>> BEGIN Source material

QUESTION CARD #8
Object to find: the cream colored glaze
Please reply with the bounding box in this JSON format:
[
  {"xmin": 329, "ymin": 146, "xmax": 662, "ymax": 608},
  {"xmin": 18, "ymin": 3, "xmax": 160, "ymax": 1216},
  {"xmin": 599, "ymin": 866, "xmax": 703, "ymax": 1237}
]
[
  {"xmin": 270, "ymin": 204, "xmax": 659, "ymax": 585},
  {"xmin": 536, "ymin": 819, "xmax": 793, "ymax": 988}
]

>> END Source material

■ What to produce ■
Retype every item above character for character, with nothing altered or left out.

■ Solution for this task ■
QUESTION CARD #8
Object to find: the cream colored glaze
Please reply with the bounding box in this JSON format:
[
  {"xmin": 329, "ymin": 146, "xmax": 662, "ymax": 608},
  {"xmin": 18, "ymin": 3, "xmax": 160, "ymax": 1216},
  {"xmin": 599, "ymin": 866, "xmax": 703, "ymax": 1237}
]
[
  {"xmin": 270, "ymin": 204, "xmax": 659, "ymax": 585},
  {"xmin": 536, "ymin": 819, "xmax": 793, "ymax": 988}
]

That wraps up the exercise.